◆ What this task involves:
Copy the items word for word, starting at the very first line and ending with the line that contains "box: [1, 249, 640, 426]", including that line.

◆ Stored data:

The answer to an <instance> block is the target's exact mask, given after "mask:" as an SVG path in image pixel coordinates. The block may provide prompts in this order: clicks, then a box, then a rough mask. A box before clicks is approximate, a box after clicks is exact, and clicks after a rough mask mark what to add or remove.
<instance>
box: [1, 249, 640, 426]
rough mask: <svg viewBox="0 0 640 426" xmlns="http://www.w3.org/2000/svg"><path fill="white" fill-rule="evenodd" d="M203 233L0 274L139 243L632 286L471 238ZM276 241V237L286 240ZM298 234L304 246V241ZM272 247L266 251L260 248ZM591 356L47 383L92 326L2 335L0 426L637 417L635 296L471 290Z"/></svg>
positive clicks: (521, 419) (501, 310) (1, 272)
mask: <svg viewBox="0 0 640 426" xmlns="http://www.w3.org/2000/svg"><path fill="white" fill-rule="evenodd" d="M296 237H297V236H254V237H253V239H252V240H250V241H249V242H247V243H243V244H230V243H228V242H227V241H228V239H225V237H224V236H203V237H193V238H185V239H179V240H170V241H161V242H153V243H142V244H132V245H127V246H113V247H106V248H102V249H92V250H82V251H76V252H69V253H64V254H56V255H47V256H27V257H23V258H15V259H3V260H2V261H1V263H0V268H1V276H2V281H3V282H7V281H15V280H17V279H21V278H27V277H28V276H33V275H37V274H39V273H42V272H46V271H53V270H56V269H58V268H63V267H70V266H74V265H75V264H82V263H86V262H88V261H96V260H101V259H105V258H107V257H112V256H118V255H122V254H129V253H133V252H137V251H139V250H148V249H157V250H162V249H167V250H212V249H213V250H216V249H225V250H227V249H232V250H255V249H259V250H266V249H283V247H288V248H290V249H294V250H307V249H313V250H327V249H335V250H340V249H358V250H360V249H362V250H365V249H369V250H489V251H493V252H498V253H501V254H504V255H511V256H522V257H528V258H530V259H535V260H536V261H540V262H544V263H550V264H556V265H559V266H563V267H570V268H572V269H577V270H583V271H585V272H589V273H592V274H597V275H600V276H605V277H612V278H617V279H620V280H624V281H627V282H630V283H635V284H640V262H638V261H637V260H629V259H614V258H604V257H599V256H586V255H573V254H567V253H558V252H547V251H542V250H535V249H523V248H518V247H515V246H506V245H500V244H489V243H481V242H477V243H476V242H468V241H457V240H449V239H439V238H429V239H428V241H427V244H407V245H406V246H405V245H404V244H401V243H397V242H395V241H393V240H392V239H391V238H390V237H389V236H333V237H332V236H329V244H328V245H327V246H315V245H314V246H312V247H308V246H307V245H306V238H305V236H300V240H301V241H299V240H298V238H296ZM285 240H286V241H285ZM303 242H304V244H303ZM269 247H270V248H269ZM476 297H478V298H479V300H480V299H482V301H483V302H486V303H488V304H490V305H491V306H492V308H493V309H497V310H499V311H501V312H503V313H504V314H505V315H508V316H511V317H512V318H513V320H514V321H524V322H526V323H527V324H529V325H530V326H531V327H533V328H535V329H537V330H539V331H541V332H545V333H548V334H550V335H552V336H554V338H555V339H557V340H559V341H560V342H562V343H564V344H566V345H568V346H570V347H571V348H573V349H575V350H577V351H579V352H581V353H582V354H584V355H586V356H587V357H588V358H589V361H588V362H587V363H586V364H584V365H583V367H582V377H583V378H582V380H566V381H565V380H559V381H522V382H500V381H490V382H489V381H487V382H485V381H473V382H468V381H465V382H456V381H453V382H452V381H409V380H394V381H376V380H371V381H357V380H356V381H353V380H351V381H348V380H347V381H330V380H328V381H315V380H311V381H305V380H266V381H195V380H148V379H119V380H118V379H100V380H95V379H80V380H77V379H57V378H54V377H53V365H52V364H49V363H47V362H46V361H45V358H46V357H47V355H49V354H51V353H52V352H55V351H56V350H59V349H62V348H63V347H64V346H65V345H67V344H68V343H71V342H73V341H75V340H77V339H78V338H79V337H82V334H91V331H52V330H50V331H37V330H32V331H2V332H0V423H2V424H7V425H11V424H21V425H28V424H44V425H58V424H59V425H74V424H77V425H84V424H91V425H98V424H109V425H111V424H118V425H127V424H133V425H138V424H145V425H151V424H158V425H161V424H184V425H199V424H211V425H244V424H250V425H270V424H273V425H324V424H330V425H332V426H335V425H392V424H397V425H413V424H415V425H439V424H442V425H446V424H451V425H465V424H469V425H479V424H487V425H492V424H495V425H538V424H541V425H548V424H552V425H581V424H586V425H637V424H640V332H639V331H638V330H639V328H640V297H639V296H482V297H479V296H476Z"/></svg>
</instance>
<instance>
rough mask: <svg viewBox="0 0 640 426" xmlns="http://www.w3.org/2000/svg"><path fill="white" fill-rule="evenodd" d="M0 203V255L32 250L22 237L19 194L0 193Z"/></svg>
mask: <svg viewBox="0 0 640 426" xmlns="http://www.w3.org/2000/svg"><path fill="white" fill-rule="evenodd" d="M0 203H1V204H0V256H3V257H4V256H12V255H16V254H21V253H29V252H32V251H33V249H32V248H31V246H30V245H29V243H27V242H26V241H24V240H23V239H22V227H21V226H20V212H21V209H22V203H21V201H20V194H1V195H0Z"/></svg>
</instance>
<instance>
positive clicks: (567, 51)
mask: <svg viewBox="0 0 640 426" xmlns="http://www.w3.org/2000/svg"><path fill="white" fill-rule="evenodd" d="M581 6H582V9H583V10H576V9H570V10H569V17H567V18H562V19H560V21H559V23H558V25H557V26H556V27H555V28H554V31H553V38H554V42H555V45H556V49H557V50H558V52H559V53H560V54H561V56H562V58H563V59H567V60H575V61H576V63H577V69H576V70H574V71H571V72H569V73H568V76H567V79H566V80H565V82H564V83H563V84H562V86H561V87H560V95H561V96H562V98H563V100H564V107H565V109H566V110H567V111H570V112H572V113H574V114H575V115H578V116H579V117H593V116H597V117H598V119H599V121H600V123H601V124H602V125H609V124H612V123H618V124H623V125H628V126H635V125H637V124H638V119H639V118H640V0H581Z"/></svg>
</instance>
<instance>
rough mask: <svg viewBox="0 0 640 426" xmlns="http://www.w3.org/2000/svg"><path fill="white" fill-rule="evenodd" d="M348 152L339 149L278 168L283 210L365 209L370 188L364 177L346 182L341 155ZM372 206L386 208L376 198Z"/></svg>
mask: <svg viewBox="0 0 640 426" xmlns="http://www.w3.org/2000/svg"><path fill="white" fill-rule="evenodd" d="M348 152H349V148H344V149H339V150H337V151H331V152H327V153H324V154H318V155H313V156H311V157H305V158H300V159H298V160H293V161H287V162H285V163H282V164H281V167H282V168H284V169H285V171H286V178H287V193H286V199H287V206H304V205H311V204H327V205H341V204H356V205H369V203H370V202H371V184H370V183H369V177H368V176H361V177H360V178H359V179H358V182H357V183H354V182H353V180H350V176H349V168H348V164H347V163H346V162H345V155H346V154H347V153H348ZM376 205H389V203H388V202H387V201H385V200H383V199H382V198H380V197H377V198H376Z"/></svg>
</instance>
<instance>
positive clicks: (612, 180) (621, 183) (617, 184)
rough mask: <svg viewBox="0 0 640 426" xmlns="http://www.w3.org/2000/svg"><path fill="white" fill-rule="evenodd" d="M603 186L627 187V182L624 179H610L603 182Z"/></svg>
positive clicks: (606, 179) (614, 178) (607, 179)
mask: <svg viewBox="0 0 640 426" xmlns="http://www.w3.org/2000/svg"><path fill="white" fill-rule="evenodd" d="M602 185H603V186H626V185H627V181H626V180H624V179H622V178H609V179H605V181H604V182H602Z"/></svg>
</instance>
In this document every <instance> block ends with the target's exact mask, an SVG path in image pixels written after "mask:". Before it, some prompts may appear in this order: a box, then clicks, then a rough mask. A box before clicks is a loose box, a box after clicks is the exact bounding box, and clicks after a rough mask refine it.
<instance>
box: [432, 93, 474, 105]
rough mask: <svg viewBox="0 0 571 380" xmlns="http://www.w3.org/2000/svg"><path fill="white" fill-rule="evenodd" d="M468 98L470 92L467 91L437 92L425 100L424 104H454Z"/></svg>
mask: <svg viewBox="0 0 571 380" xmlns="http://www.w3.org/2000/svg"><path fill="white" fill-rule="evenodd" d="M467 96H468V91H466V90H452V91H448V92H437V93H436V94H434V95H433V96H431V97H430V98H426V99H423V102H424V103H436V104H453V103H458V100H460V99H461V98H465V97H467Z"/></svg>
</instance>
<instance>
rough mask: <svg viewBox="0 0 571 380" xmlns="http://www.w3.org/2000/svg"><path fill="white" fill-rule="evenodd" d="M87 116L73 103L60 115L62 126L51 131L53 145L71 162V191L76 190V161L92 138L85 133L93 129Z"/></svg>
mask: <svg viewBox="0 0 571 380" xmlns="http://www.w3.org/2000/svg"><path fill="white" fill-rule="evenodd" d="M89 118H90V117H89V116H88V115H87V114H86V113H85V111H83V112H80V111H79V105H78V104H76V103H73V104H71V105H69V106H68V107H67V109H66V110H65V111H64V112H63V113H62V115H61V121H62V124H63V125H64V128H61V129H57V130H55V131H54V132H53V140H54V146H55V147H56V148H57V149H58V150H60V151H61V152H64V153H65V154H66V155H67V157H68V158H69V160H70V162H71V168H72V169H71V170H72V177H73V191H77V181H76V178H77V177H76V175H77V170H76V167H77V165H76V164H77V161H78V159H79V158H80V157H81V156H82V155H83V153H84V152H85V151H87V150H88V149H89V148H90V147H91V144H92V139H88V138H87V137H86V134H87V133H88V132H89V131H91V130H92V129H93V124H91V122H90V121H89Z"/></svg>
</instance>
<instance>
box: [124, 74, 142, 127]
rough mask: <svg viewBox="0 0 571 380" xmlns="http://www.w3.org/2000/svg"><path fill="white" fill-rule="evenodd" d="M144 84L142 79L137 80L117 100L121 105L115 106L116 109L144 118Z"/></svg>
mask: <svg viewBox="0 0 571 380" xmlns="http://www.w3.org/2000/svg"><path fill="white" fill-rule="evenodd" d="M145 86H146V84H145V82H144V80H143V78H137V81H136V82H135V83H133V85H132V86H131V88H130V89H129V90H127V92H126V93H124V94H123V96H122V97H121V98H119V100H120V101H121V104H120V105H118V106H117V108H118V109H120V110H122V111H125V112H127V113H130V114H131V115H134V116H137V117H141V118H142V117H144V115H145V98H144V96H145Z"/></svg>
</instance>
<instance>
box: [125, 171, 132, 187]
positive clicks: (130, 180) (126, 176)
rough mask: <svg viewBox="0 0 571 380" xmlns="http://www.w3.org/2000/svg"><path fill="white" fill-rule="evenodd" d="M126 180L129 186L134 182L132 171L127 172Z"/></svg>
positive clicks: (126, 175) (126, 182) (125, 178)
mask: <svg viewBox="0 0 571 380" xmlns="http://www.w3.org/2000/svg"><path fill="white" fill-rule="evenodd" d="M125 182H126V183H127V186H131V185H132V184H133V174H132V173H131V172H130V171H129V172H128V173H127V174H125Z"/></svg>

◆ Exercise response:
The answer to an <instance> block is the target's exact mask, given after "mask:" as an SVG path in image pixel coordinates. The block may provide prompts in this order: clicks, then a box, then a rough mask. A box before clicks is approximate, a box after clicks is exact, and clicks after a rough mask mark what to add or remove.
<instance>
box: [1, 249, 640, 426]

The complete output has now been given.